:: AIM OF THE EXERCISE ::
Rewrite the material below, replacing every instance of "bounding box" with "enclosing rectangle" and leaving everything else unchanged.

:: DATA SHOWN ::

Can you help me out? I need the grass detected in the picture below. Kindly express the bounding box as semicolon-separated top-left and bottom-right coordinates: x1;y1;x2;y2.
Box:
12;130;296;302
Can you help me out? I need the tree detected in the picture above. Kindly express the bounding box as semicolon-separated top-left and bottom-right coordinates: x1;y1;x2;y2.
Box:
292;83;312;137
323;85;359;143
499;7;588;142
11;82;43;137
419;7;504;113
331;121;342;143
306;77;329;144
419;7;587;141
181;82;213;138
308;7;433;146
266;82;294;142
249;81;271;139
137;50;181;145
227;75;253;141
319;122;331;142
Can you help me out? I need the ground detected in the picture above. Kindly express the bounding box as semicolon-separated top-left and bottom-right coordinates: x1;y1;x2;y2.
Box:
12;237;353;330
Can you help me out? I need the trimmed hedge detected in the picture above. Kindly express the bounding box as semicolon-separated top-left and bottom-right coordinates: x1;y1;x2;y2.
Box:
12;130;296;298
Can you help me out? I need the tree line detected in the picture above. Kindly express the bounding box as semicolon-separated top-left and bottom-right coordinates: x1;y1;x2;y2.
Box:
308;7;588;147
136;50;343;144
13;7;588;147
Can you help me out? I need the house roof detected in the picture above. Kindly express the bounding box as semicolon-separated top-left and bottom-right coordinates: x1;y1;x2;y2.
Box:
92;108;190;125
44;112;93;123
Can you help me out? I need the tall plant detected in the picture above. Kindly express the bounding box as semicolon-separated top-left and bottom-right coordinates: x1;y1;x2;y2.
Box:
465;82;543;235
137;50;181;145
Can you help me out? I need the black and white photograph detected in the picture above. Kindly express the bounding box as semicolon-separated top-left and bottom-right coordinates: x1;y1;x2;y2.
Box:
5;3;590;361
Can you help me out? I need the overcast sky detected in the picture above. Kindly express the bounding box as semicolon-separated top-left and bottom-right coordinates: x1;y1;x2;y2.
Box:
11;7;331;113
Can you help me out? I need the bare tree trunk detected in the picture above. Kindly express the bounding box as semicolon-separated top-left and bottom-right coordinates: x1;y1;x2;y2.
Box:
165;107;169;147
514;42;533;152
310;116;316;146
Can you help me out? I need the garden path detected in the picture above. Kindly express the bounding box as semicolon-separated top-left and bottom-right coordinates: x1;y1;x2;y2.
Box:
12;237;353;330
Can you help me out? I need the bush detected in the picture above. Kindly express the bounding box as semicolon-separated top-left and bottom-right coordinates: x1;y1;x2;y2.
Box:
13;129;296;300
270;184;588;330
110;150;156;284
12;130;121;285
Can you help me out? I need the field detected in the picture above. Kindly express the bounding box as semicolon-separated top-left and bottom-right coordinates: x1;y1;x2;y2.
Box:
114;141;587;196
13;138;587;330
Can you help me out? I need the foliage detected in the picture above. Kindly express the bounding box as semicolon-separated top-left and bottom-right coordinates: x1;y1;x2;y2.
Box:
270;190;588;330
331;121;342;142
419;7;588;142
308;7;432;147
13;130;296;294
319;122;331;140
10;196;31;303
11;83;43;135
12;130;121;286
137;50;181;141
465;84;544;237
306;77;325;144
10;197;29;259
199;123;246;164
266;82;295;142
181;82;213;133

:: SOLUTION BELOW ::
Can you help me out? I need the grass detected in the picture below. Kindly express the enclosing rectangle as semicolon-separated top-left and bottom-right coordinates: x1;y1;x2;y2.
Box:
12;130;296;302
Can you help me out? I need the tree detected in the picture above. Kindly express the enclosing rectangle as semicolon-separated top-left and bottom-right coordinates: x1;y1;x2;y2.
Box:
292;83;312;137
323;85;359;143
499;7;588;142
11;82;43;137
419;7;504;113
331;121;342;143
306;77;329;144
419;7;587;141
181;82;213;138
308;7;433;146
266;82;294;142
249;81;271;139
137;50;181;145
227;75;253;141
319;122;331;142
Can you help me out? I need the ground detected in the picture above. Kindly express the enclosing rectangle as semicolon-separated top-left and bottom-right coordinates: x1;y1;x2;y2.
Box:
12;237;353;330
Can you help me out? I need the trimmed hedge detected in the picture above. Kindly express the enclosing rectangle as semicolon-separated top-left and bottom-right coordinates: x1;y1;x2;y2.
Box:
12;130;296;298
Can you help me out? I need the tree line detected in the picture above. Kindly express the enclosing rectangle as semicolon-separated top-left and bottom-right coordinates: x1;y1;x2;y2.
Box:
308;7;588;147
136;50;343;144
13;7;588;147
Can you help me out? I need the house roof detected in the picture above. Kindly express the enclosing rectangle as semicolon-separated top-left and bottom-right coordinates: x1;y1;x2;y2.
Box:
92;108;190;125
44;112;93;123
Can you help me out? I need the tall plant detected in the picture above. Kindly express the enclosing rectangle as semicolon-separated top-left and bottom-right coordinates: x1;y1;x2;y2.
Box:
465;82;543;235
137;50;181;145
Can you help me out? I need the black and white photograph detected in the picture above. Kindly express the enclosing rectangle as semicolon-separated top-left and bottom-right coordinates: x1;y1;x2;y2.
Box:
5;3;590;361
Can you help me out? I need the overcast sky detected in the picture above. Kindly express the enclosing rectangle as semicolon-separated top-left and bottom-right coordinates: x1;y1;x2;y2.
Box:
11;7;331;113
Can you help me out? I need the bare tree trunk detected in the picture above. Kindly express the enclosing rectangle as semicolon-separated top-left and bottom-right coordinates: x1;y1;x2;y2.
Box:
165;107;169;147
514;42;533;152
310;116;316;146
Can you help me out? I need the garden path detected in the picture above. Kindly express the enclosing rectangle as semicolon-separated top-left and bottom-right coordinates: x1;y1;x2;y2.
Box:
12;237;353;330
Can you help me out? I need the bush detected in the picture above. Kindly express the enclosing rectangle as semicolon-separated top-left and bottom-right coordinates: x1;y1;x2;y2.
Box:
13;129;296;300
270;184;588;330
110;150;156;284
12;130;121;285
Can you help me out? I need the field detected in the picture above. Kindly express the enclosing rectangle as semicolon-separated top-left and bottom-right coordinates: x1;y1;x2;y2.
Box:
114;141;587;196
13;138;587;330
Can you help me out? I need the foliage detected in the picture above. Kindly express the enclosing rectangle as semicolon-separated top-left and bottom-right coordinates: x1;y1;x2;y2.
Box:
270;190;588;330
331;121;342;142
419;7;588;142
308;7;432;147
13;130;296;294
319;122;331;140
10;196;31;303
11;83;43;135
12;130;121;286
137;50;181;141
465;84;544;237
306;77;325;144
10;197;29;259
199;123;246;164
266;82;295;142
181;82;213;133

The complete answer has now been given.